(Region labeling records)
------

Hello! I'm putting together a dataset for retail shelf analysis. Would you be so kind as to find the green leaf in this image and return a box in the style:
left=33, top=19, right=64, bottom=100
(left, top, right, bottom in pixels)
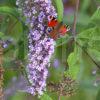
left=53, top=0, right=64, bottom=22
left=66, top=45, right=81, bottom=79
left=40, top=93, right=53, bottom=100
left=76, top=27, right=100, bottom=62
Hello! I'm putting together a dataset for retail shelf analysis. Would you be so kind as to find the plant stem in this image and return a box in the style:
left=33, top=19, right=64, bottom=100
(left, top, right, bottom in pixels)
left=0, top=44, right=4, bottom=100
left=72, top=0, right=79, bottom=36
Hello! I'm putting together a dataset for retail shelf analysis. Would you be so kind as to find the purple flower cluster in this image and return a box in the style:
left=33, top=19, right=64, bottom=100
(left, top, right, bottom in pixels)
left=16, top=0, right=57, bottom=95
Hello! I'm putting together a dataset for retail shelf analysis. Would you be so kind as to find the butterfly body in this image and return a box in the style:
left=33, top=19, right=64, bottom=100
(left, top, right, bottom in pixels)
left=48, top=16, right=69, bottom=40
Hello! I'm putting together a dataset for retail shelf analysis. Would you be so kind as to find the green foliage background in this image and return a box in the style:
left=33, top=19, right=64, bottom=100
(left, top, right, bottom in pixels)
left=0, top=0, right=100, bottom=100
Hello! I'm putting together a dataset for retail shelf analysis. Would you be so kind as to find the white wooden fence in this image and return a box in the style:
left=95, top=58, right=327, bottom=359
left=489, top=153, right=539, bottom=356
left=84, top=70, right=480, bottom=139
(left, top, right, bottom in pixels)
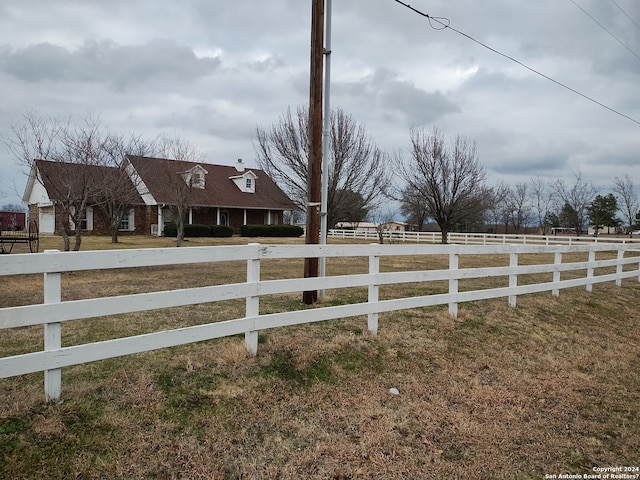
left=0, top=243, right=640, bottom=401
left=328, top=229, right=640, bottom=247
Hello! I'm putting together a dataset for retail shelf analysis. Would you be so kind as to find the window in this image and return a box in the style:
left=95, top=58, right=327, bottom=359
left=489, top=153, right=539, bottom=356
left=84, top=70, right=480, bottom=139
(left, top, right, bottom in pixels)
left=69, top=207, right=93, bottom=230
left=118, top=210, right=135, bottom=232
left=192, top=173, right=204, bottom=188
left=80, top=210, right=87, bottom=230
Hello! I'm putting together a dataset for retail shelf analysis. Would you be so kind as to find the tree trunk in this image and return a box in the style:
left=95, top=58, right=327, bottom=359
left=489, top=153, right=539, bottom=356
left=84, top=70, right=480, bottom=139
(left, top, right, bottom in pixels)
left=73, top=228, right=82, bottom=252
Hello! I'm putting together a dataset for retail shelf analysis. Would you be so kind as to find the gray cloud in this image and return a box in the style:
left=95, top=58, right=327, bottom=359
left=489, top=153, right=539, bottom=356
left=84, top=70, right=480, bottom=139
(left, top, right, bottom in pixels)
left=0, top=0, right=640, bottom=203
left=0, top=40, right=221, bottom=90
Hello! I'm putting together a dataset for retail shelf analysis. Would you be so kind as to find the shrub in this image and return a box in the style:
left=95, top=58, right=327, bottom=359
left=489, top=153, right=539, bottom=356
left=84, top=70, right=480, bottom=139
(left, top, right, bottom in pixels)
left=164, top=223, right=211, bottom=238
left=209, top=225, right=233, bottom=237
left=240, top=225, right=304, bottom=237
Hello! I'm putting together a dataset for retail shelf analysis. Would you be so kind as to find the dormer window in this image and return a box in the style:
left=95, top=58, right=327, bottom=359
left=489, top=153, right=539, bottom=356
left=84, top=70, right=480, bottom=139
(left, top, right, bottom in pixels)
left=191, top=173, right=204, bottom=188
left=229, top=170, right=258, bottom=193
left=182, top=165, right=209, bottom=190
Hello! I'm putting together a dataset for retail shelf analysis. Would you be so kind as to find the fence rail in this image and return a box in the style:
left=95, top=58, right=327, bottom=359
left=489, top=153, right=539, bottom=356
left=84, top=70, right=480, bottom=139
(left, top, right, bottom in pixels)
left=328, top=229, right=640, bottom=247
left=0, top=243, right=640, bottom=401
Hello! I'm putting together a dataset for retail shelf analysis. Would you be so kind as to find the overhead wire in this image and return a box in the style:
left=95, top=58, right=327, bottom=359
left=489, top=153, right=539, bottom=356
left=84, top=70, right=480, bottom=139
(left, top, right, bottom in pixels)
left=569, top=0, right=640, bottom=60
left=611, top=0, right=640, bottom=30
left=394, top=0, right=640, bottom=125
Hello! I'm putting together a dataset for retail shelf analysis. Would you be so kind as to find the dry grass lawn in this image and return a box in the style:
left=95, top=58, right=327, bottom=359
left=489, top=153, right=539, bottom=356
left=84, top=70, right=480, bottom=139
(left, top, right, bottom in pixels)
left=0, top=237, right=640, bottom=479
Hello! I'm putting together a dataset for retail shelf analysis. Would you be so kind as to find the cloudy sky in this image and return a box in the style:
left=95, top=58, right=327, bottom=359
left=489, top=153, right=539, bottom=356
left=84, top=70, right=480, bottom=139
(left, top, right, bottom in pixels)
left=0, top=0, right=640, bottom=211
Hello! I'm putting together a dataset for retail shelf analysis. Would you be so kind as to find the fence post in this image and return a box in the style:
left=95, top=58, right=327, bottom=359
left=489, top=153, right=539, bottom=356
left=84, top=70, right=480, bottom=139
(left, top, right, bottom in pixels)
left=449, top=253, right=460, bottom=318
left=367, top=248, right=380, bottom=334
left=244, top=243, right=260, bottom=356
left=551, top=252, right=562, bottom=297
left=616, top=248, right=624, bottom=287
left=44, top=250, right=62, bottom=403
left=587, top=250, right=596, bottom=292
left=509, top=253, right=518, bottom=307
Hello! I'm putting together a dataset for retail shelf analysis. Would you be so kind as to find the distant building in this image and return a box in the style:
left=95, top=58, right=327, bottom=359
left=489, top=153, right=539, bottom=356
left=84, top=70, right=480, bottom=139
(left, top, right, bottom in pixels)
left=0, top=212, right=27, bottom=231
left=23, top=155, right=298, bottom=235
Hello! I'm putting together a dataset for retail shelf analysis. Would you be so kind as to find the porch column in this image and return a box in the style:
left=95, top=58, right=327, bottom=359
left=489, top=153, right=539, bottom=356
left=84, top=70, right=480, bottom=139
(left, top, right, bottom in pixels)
left=156, top=205, right=164, bottom=237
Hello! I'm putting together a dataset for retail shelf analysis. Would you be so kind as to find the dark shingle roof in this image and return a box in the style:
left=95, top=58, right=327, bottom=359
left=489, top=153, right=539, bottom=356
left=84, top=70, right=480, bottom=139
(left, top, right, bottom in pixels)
left=35, top=160, right=144, bottom=204
left=127, top=155, right=297, bottom=210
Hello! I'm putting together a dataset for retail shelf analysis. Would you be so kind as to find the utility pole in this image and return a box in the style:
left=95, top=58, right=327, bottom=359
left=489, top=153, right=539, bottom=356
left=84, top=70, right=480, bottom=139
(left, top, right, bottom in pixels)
left=320, top=0, right=331, bottom=298
left=302, top=0, right=324, bottom=305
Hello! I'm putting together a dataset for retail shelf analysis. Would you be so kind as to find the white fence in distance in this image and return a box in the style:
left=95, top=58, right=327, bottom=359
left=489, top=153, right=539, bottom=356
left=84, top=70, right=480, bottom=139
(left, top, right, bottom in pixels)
left=0, top=243, right=640, bottom=401
left=327, top=229, right=640, bottom=246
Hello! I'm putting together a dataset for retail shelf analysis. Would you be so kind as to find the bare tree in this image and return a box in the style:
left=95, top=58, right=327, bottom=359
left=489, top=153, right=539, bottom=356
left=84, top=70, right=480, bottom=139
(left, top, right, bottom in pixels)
left=398, top=185, right=429, bottom=232
left=396, top=129, right=491, bottom=243
left=529, top=177, right=553, bottom=235
left=5, top=111, right=106, bottom=251
left=486, top=182, right=511, bottom=231
left=158, top=137, right=204, bottom=247
left=97, top=133, right=156, bottom=243
left=506, top=183, right=532, bottom=233
left=254, top=107, right=390, bottom=228
left=613, top=174, right=638, bottom=231
left=552, top=172, right=598, bottom=235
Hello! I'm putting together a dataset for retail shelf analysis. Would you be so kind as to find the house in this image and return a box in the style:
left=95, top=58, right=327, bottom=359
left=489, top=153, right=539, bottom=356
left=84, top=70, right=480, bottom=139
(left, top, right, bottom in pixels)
left=336, top=220, right=408, bottom=233
left=0, top=211, right=27, bottom=232
left=23, top=155, right=297, bottom=235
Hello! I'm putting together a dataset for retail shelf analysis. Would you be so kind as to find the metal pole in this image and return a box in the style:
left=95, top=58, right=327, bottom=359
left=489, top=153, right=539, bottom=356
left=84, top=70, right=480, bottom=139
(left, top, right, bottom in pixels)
left=320, top=0, right=331, bottom=298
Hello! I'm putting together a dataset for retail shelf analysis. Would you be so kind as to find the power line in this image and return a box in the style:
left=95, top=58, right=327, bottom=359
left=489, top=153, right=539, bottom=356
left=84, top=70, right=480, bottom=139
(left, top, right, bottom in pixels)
left=394, top=0, right=640, bottom=125
left=611, top=0, right=640, bottom=30
left=569, top=0, right=640, bottom=60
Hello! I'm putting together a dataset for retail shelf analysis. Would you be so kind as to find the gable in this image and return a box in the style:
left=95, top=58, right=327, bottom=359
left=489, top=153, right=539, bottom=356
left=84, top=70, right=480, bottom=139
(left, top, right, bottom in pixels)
left=127, top=155, right=298, bottom=210
left=229, top=170, right=258, bottom=193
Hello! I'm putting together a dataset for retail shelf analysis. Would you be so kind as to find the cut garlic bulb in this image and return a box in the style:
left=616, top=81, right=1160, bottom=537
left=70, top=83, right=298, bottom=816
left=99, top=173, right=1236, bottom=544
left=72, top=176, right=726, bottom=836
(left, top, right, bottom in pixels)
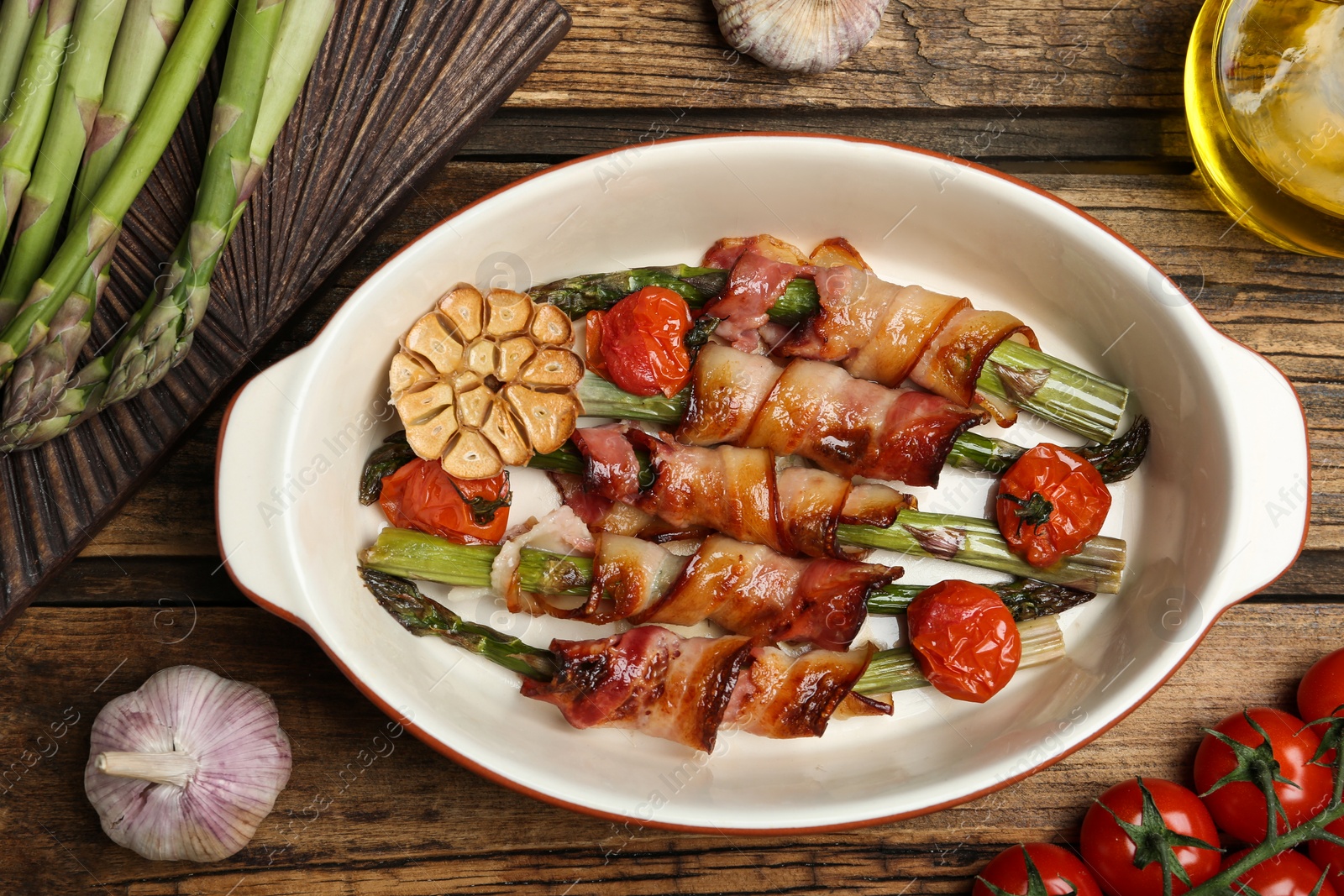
left=714, top=0, right=889, bottom=74
left=85, top=666, right=291, bottom=862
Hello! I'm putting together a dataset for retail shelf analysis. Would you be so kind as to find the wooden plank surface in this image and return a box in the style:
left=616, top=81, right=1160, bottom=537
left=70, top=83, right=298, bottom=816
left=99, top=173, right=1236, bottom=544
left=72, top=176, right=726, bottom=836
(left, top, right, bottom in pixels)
left=509, top=0, right=1200, bottom=110
left=0, top=602, right=1327, bottom=896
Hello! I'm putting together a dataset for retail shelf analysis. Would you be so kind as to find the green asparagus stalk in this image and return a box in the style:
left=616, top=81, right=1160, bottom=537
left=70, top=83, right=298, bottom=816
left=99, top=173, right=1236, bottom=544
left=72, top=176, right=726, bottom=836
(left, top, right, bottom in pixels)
left=359, top=527, right=1097, bottom=622
left=0, top=0, right=42, bottom=118
left=0, top=0, right=183, bottom=438
left=99, top=0, right=334, bottom=407
left=528, top=265, right=1129, bottom=442
left=0, top=0, right=126, bottom=320
left=360, top=491, right=1125, bottom=599
left=572, top=374, right=1149, bottom=482
left=0, top=0, right=76, bottom=322
left=0, top=0, right=233, bottom=379
left=96, top=0, right=285, bottom=403
left=359, top=569, right=559, bottom=681
left=360, top=569, right=1064, bottom=693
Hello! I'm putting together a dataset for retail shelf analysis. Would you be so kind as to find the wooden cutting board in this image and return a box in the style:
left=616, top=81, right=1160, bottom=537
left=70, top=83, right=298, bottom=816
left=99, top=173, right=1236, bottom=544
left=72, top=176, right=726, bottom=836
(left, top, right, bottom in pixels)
left=0, top=0, right=570, bottom=627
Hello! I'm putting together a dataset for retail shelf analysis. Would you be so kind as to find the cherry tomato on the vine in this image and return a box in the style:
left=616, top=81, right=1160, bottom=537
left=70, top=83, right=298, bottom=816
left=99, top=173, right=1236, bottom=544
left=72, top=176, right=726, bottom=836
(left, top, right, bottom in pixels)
left=906, top=579, right=1021, bottom=703
left=995, top=442, right=1110, bottom=567
left=378, top=458, right=512, bottom=544
left=1080, top=778, right=1221, bottom=896
left=1306, top=818, right=1344, bottom=893
left=1194, top=706, right=1333, bottom=844
left=583, top=286, right=690, bottom=398
left=1297, top=650, right=1344, bottom=735
left=970, top=844, right=1100, bottom=896
left=1223, top=849, right=1336, bottom=896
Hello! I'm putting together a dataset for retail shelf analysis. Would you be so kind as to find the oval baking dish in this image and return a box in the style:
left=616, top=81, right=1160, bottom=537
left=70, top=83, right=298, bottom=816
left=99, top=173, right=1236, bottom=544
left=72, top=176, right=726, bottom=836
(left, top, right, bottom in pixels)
left=217, top=134, right=1309, bottom=834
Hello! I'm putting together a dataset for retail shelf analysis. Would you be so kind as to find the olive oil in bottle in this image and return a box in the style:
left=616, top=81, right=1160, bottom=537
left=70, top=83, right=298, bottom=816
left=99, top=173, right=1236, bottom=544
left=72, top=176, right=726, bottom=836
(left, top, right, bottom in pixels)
left=1185, top=0, right=1344, bottom=258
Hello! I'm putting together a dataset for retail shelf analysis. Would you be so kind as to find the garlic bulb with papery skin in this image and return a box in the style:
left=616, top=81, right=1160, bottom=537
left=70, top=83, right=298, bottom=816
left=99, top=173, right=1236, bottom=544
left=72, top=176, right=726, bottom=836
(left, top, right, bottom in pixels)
left=714, top=0, right=889, bottom=74
left=85, top=666, right=291, bottom=862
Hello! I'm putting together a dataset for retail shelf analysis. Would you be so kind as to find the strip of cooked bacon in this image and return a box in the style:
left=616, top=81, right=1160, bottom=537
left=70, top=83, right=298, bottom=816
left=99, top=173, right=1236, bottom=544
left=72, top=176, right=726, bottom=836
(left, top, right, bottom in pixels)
left=706, top=233, right=1037, bottom=406
left=562, top=424, right=929, bottom=558
left=583, top=535, right=902, bottom=649
left=723, top=645, right=891, bottom=737
left=522, top=626, right=751, bottom=752
left=676, top=345, right=988, bottom=485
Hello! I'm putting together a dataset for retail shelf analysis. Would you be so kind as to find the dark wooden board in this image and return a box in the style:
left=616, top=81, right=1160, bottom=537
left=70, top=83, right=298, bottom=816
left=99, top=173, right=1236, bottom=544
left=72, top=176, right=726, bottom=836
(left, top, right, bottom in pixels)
left=0, top=602, right=1344, bottom=896
left=0, top=0, right=569, bottom=625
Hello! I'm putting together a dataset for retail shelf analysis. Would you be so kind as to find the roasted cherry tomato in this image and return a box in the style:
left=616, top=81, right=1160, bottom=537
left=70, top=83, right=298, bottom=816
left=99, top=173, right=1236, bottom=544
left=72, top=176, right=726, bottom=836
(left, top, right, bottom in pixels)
left=1080, top=778, right=1221, bottom=896
left=970, top=844, right=1100, bottom=896
left=1297, top=650, right=1344, bottom=735
left=583, top=286, right=690, bottom=398
left=995, top=442, right=1110, bottom=567
left=1306, top=818, right=1344, bottom=893
left=906, top=579, right=1021, bottom=703
left=378, top=458, right=512, bottom=544
left=1223, top=849, right=1336, bottom=896
left=1194, top=708, right=1333, bottom=844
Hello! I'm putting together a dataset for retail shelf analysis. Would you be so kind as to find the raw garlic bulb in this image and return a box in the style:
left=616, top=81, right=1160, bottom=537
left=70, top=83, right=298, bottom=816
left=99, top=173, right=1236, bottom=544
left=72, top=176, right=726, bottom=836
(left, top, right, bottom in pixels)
left=85, top=666, right=291, bottom=862
left=714, top=0, right=889, bottom=74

------

[Directions]: Edit the part of the material that opens with the line containing "the white wooden" and closes with the line containing "left=0, top=40, right=221, bottom=90": return that part with "tree trunk" replaced by "tree branch" and all else unchanged, leaving out the pictures.

[Expected answer]:
Hello! I'm putting together a dataset for retail shelf analysis. Would you be so kind as to find the white wooden fence in this image and return a box in the style:
left=95, top=58, right=327, bottom=359
left=489, top=153, right=539, bottom=356
left=84, top=70, right=480, bottom=139
(left, top, right, bottom in pixels)
left=0, top=243, right=640, bottom=401
left=328, top=229, right=640, bottom=247
Hello! I'm putting together a dataset for retail shelf analysis. Would you be so kind as to find the window in this image and return a box in the style:
left=95, top=58, right=327, bottom=359
left=489, top=153, right=539, bottom=356
left=84, top=70, right=480, bottom=139
(left, top, right, bottom in pixels)
left=69, top=207, right=93, bottom=230
left=118, top=210, right=135, bottom=232
left=192, top=173, right=204, bottom=188
left=80, top=210, right=87, bottom=230
Hello! I'm putting together a dataset for retail shelf analysis. Would you be so kind as to find the tree branch in this image and return a box in the style:
left=95, top=58, right=327, bottom=359
left=489, top=153, right=539, bottom=356
left=84, top=70, right=480, bottom=139
(left, top, right, bottom in pixels)
left=73, top=228, right=82, bottom=252
Hello! I'm putting together a dataset for retail shelf analysis. Would you be so kind as to find the gray cloud in this image and return a box in the style:
left=95, top=58, right=327, bottom=359
left=489, top=153, right=539, bottom=356
left=84, top=70, right=480, bottom=139
(left, top, right, bottom in pixels)
left=0, top=0, right=640, bottom=203
left=0, top=40, right=221, bottom=90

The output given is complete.